Start of SELECTED EXCERPT
Future: The FP must ask how the adolescent views the future. For the same, the FP must be accessible.
What Should Be the Approach of a Family Physician for Better Adolescent Health?
1. Trust: If adolescents do not trust physicians, it is difficult to discuss sensitive health concerns. In order to earn trust, the physician must be seen as the adolescent’s advocate. It should begin with an introductory meeting with the adolescent and the parents. It is crucial to establish the parents' concerns and obtain a family and medical history. Next, the parents must wait in the waiting room for a private conversation with the adolescent. The physician must perform a physical examination with an accompanying person and invite the parents back to discuss the findings.
2. Relationship: The adolescents must establish a rapport with the physician. If the parents express resistance, the physician must stress the importance of an adolescent-physician relationship. It is because the teen can confide and discuss future issues. Consent is implied by the nature of the disorder or the adolescent’s status in the absence of parents. However, consent laws vary, and practitioners should be familiar with them.
3. Motivational Interviewing: During a discussion with the adolescent, the conversation must begin with a non-threatening topic discussion. Further, it is beneficial if the topic is interesting for the adolescent. The goal is to identify potentially risky behavior endangering their health and assess their motivation to change it. Hence, a motivational interviewing technique gives feedback on risks and promotes responsibility for health and wellness.
What Is the Role of the Family Physician in Adolescent Health and Wellness?
A family physician can discuss many issues related to the health and wellness of an adolescent. Diet, physical appearance, and exercise topics have a universal appeal. It can help physicians discuss the changes that adolescents undergo in the future. However, the frequent conditions that require counseling in adolescents are:
1. Alcohol and Drug Abuse: Alcohol and drug abuse can lead to various emotional issues in adolescents. Also, adolescents are more prone to alcohol influence compared to adults. Most adolescents provide accurate information on substance abuse in a confidential and non-judgemental environment. Physicians must also deliver preventive messages at every visit.
2. Tobacco Use: About 25 percent of male adolescents use smokeless tobacco. Tobacco smoking also occurs in the background of other risky actions. Tobacco cessation programs have been effective in reducing smoking for several years. Hence, teen enrolment in a smoking cessation program is elementary. Furthermore, when adolescent patients do not use tobacco, the physician must provide positive reinforcement.
3.Sexual Activity: Teen pregnancy poses significant physical and mental problems. In adolescent females who delay prenatal care, high-risk pregnancies occur. Condoms and oral contraceptives are effective and well tolerated by teenage women. Furthermore, hormonal contraception is safe and effective. However, a family physician must begin pregnancy discussion before their sexual curiosity.
4. Physical Inactivity: Studies suggest that many adolescents are physically inactive, and exercise declines during adolescence. Adolescents should be counseled regarding physical activity. Physical activity and fitness reduce the risk of coronary artery disease (CAD), hypertension, obesity, diabetes mellitus, depression, and anxiety. A physician must emphasize increased daily physical activity and lifetime sports. Further, signs of excessive exercise, steroid use, or eating disorders are also pertinent to evaluate. Lastly, the physician must provide positive reinforcement to active adolescents and work to encourage health education programs.
Caring for adolescent patients can be frustrating and challenging. However, with proper guidelines, physicians and teens can work together. The family physician must take responsibility for improving adolescent patient health literacy. Also, to ensure continuity of care, pediatricians can encourage adolescents to see their family physician for primary health issues between specialist visits. Hence, family physicians can create a more sustainable world for adolescents.
End of SELECTED EXCERPT
ASSIGNMENT:
Answer these questions from the text on family physicians and adolescent health:
1. Where must the parents wait while the physician talks privately with the adolescent?
2. What kind of topic should a discussion with the adolescent begin with?
3. About what percent of male adolescents use smokeless tobacco?
Start of DATA EXTRACTS
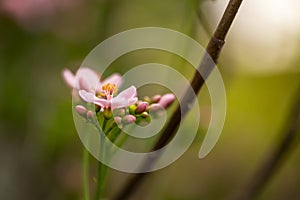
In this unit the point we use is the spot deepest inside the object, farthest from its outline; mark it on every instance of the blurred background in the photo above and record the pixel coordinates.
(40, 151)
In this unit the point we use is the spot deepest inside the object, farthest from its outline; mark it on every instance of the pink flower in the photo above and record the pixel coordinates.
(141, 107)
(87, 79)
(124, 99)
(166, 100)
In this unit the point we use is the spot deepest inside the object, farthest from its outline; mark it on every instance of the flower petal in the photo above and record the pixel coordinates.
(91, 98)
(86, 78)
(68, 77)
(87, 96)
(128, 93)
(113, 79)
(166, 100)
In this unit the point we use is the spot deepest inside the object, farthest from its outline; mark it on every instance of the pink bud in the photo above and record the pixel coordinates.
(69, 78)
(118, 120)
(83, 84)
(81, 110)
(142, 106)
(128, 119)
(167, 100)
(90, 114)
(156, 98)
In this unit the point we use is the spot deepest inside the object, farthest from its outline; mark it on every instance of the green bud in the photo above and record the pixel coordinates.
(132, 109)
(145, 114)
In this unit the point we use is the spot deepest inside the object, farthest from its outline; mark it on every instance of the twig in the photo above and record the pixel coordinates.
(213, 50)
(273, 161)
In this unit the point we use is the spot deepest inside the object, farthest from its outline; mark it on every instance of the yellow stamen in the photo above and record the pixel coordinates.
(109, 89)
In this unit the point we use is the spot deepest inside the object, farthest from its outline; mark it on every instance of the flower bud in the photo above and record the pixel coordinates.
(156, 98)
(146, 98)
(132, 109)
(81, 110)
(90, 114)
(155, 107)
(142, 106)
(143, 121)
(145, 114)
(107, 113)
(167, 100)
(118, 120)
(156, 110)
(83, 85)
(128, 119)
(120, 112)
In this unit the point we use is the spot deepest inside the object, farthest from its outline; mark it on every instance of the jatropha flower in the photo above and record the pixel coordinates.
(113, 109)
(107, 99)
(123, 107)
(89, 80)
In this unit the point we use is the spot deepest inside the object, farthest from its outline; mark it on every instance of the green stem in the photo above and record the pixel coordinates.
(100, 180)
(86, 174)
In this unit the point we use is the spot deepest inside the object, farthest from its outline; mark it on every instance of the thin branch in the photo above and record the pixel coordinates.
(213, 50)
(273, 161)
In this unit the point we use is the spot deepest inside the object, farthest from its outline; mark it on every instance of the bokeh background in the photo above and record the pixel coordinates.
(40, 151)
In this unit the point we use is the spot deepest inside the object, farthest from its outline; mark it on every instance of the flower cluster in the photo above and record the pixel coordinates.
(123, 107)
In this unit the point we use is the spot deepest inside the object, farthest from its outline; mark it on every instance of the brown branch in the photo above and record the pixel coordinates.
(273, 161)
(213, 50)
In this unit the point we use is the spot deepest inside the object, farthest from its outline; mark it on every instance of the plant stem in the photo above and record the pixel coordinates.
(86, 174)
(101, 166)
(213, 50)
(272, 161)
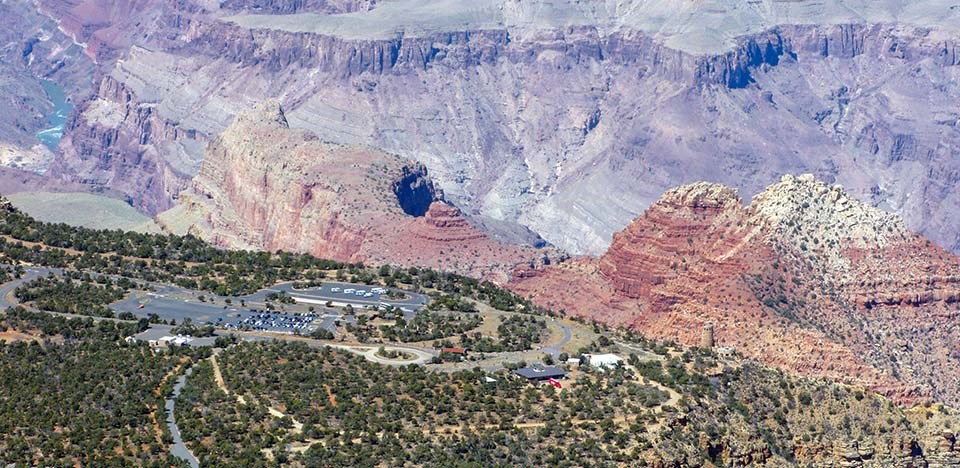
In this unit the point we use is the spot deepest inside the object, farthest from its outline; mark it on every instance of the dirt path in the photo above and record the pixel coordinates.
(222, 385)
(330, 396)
End of DATA EXTRACTS
SOLUTION BELOW:
1. In the waiting room.
2. A non-threatening topic.
3. About 25 percent.